**Brief:** The response must contain the complete data, printed exactly.

**Supplied entries:**
═══

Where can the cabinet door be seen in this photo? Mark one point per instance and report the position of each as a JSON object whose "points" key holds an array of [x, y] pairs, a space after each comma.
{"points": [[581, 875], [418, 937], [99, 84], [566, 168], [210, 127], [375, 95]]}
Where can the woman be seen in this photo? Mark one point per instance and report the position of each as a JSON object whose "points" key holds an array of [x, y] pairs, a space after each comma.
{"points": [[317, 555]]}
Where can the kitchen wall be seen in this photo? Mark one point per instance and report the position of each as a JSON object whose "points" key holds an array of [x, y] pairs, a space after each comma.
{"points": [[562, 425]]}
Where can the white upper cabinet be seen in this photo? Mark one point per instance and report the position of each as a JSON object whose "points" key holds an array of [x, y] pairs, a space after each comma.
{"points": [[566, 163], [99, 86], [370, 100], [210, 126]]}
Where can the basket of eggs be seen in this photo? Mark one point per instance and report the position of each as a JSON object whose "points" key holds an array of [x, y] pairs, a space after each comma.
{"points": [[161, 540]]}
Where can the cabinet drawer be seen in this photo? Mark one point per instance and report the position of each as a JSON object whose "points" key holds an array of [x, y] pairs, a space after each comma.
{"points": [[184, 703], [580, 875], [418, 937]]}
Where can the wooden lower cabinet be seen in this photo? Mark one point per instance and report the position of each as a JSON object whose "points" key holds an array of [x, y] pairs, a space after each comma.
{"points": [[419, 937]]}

═══

**Reply to the task:**
Where can the cabinet door be seen in this photo? Mark one point per instance and report the position of each as a JSON object whose "points" key holds an array of [x, y] pairs, a space after each comma.
{"points": [[581, 875], [418, 937], [99, 84], [566, 168], [210, 127], [375, 95]]}
Where can the woman be seen in this photo? Mark one point per instance and report the position of each as a JSON object whose "points" key holds an array of [x, y] pairs, a space after each comma.
{"points": [[317, 555]]}
Where can the kitchen wall be seen in this photo? Mark one point per instance and report the position of each as a JSON object whose "points" key holds an array of [x, y] pairs, a space after each comma.
{"points": [[562, 425]]}
Where can the white upper cabinet be seen in this photo? Mark one point per instance and report the position of each as a JSON object whose "points" key holds an array of [x, y] pairs, a space after each comma.
{"points": [[566, 163], [99, 86], [370, 100], [210, 126]]}
Where can the basket of eggs be seen in this photo? Mark one point per instance and report the position of each as a JSON object whose "points" key holds an array of [x, y] pairs, a space after each comma.
{"points": [[161, 540]]}
Where can the cabinet drawer be seen in this photo? Mark one point per instance and report the position of each as a JSON object whose "points" key holds an array of [x, y] pairs, a space after each comma.
{"points": [[184, 703], [580, 875], [418, 937]]}
Where can the wooden lower cabinet be seen in this photo? Mark one point per instance and report the position of each as a JSON object whose "points" key holds an array of [x, y] pairs, a space after each comma.
{"points": [[419, 937]]}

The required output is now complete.